- _SUPPLIED PASSAGE_
========================================================================
Thursday, July 31, 2014

How NOT to bet

(True Story, but names are changed for no good reason.)

Alice, Bob, and Carol are betting on who will be the Republican Nominee in 2016.

  1. Alice bets on Jeb Bush. Alice's reasoning is that in the past the Republicans always end up with a moderate who they think can win. NOTE: From Alice's prediction you can tell NOTHING about her politics.
  2. Bob bets on Paul Ryan. Bob's reasons  that in the past the Republicans always end up with someone who they are familiar with, quite often someone who has run before. Normally this might be someone who ran in the primaries four years earlier; however, none of Herman Cain, Michelle Bachman, Rick Santorum, Newt Gingrich, seem likely. Rick Perry is possible but seems unlikely. That leaves Paul Ryan (Curiosity- people who lose, even if its close, do not run again. Not sure why. So it won't be Romney.) NOTE: From Bob's prediction you can tell NOTHING about his politics.
  3. Carol bets on Rand Paul. Carol's reasoning is that the American Public is tired of Big Government and is ready for the Rand Paul Revolution! NOTE: From Carol's prediction you can tell EVERYTHING about her politics.
Carol is letting her opinion drive her betting. Can someone take advantage of this? YES- if someone is betting from sentiment or emotion or conviction rather than from facts, that gives you an advantage in a bet. This does not always work, but its a good bet. Now watch, I'll lose my bet to Carol (NOTE- I am Bob).
One full dollar!

I think I read that you are better off betting AGAINST a triple crown if a horse won the first two legs for the same reason- there will be emotion driving the bet FOR, and that increases the payoff for those betting AGAINST. But of course nothing is guaranteed.  And there are some cases where its just ridiculous to vote against (Secretariat  in 1973); however, to use my system you can't just skip one since you ``just know'' that there will be a triple crown. Its a long term strategy. And one could be wrong.  That's why its called gambling!

Are there other cases where long term betting with facts and against sentiment can give you an edge?

Sunday, July 27, 2014

The Change Problem and the Gap between Recreational and Serious Mathematics

In a prior post (here) I discussed the change problem: given a dollar, how many ways can you make change using pennies, nickels, dimes, and quarters (and generalize to n cents). Scouring the web I found either programs for it, the answer   (242), and answers like `is the coefficient of x^100 in ... . What I didn't find is a  formula for n cents. So I derived one using recurrences and wrote this up with some other things about the change problem, and I posted it on arXiv. (I have updated the paper many times after comments I got. It is still where it was, but updated, here.)

I then got some very helpful emails pointing me to the vast math literature on this problem. I was not surprised there was such a literature, though I was surprised I hadn't found any of it searching the web.
The literature didn't have my formula, though it had several ways to derive it (some faster than mine).

Why isn't the formula out there? Why couldn't I find the literature?

  1. The formula falls into a space right between recreational and serious math. I use a recurrence  but not a generating function. Recreational math just wants to know the answer for 100, so a program suffices (or some clever by-hand recurrences, which are also in my paper). Serious math people are happy to show that a formula CAN be derived and to refine that in terms of how quickly the coefficients can be found.
========================================================================
- _DATASET EXCERPTS_
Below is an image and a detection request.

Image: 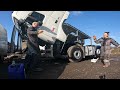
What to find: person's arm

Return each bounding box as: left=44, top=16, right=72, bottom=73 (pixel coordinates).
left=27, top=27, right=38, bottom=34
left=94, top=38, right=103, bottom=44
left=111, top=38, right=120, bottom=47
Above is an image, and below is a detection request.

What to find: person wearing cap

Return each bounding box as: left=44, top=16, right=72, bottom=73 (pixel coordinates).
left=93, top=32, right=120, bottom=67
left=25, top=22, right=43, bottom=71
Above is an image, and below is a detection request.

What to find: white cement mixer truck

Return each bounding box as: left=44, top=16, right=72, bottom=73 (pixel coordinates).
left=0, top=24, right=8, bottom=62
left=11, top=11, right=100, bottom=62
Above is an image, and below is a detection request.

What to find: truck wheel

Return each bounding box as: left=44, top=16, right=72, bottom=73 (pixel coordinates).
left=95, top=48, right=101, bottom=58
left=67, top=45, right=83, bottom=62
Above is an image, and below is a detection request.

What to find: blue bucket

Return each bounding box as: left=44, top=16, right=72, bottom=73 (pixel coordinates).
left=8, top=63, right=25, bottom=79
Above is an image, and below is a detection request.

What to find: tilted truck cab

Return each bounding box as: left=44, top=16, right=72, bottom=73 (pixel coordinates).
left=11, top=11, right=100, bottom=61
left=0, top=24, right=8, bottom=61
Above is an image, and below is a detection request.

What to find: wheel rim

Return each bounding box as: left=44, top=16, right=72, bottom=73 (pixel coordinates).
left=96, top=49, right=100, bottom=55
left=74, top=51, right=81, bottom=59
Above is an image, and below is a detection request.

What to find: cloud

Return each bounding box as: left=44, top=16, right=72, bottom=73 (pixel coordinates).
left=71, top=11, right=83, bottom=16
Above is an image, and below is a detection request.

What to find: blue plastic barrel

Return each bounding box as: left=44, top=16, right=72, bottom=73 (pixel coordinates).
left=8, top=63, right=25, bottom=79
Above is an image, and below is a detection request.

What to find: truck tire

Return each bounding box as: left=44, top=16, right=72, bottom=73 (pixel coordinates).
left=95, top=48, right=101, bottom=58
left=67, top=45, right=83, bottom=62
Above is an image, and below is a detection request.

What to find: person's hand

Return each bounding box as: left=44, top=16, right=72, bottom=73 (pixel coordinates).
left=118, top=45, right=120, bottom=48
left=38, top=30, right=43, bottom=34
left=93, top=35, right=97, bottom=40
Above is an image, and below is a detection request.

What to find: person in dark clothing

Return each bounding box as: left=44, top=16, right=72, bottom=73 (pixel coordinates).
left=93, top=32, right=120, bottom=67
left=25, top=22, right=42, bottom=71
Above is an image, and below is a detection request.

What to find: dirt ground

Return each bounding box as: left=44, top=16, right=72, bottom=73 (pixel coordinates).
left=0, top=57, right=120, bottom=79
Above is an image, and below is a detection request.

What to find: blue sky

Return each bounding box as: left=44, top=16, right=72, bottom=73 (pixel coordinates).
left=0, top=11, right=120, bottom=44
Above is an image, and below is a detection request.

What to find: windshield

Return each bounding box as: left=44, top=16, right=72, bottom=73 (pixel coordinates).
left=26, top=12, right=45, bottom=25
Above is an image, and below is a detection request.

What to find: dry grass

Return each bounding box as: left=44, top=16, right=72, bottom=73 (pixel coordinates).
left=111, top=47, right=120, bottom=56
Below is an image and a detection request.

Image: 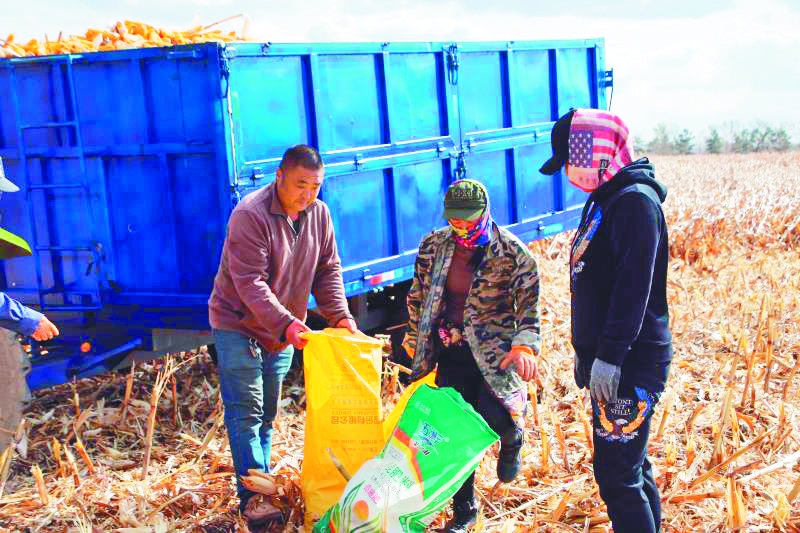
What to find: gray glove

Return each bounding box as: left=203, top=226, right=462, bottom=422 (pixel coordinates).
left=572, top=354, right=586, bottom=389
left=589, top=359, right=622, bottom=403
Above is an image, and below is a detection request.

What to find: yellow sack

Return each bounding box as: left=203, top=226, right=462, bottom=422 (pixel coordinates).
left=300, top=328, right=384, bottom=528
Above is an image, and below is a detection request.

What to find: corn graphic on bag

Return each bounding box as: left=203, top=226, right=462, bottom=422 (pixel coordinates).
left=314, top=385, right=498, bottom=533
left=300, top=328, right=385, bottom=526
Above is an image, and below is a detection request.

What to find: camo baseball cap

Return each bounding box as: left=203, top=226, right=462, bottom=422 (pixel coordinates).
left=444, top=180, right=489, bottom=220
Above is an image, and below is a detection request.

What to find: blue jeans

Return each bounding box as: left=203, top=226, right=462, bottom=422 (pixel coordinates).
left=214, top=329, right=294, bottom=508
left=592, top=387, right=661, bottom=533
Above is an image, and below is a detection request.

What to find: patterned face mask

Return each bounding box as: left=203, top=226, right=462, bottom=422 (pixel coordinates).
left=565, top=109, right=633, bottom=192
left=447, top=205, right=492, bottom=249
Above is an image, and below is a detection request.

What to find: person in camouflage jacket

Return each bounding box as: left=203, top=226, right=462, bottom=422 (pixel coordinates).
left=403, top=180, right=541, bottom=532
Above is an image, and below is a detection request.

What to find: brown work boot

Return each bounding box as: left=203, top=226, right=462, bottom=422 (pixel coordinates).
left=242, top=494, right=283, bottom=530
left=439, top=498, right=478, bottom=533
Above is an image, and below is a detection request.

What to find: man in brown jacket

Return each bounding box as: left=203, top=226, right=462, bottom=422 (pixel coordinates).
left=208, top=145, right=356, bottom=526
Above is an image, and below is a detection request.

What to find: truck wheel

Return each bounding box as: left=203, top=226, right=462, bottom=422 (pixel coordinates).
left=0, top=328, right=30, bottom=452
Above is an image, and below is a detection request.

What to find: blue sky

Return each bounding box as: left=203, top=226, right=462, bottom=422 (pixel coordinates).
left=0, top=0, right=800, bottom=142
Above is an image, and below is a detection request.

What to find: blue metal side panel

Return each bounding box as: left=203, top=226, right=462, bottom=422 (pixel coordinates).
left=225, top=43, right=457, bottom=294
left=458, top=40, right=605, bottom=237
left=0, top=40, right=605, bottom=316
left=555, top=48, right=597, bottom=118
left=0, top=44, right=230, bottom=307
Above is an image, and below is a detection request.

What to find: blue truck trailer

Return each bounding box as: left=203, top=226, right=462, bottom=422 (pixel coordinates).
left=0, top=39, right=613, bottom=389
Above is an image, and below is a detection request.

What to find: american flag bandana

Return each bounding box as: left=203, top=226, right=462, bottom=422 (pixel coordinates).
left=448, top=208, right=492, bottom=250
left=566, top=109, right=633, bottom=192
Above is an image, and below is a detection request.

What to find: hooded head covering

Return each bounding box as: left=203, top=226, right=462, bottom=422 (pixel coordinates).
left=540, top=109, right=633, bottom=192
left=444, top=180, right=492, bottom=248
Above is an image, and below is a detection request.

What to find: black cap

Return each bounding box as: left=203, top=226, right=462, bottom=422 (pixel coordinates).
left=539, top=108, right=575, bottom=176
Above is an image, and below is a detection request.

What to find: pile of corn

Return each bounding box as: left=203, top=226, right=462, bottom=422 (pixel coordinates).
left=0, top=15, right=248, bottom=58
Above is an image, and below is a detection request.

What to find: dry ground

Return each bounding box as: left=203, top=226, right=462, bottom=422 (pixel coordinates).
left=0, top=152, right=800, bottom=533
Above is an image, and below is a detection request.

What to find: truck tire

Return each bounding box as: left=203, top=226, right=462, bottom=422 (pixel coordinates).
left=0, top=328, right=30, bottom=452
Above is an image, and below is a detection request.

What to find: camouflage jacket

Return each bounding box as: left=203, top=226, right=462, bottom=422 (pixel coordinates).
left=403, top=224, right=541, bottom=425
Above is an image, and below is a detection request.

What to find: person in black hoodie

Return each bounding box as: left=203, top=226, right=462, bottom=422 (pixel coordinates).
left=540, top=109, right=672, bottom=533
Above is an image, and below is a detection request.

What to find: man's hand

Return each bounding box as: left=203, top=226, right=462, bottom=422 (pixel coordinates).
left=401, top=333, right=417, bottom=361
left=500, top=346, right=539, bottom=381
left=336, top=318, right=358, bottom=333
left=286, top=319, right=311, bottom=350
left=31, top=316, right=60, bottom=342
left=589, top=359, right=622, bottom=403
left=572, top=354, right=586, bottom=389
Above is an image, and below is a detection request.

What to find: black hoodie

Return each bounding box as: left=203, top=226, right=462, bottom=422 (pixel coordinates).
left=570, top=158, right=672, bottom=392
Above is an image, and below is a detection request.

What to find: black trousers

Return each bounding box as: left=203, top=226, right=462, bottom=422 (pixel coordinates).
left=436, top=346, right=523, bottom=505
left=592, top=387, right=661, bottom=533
========================================================================
- _DIRECTION_
Can you print, word for word, the part of the blog post that opens with the words containing "Thursday, July 31, 2014" and closes with "Nominee in 2016."? The entries have no connection to the blog post.

- _WRITTEN RESPONSE_
Thursday, July 31, 2014

How NOT to bet

(True Story, but names are changed for no good reason.)

Alice, Bob, and Carol are betting on who will be the Republican Nominee in 2016.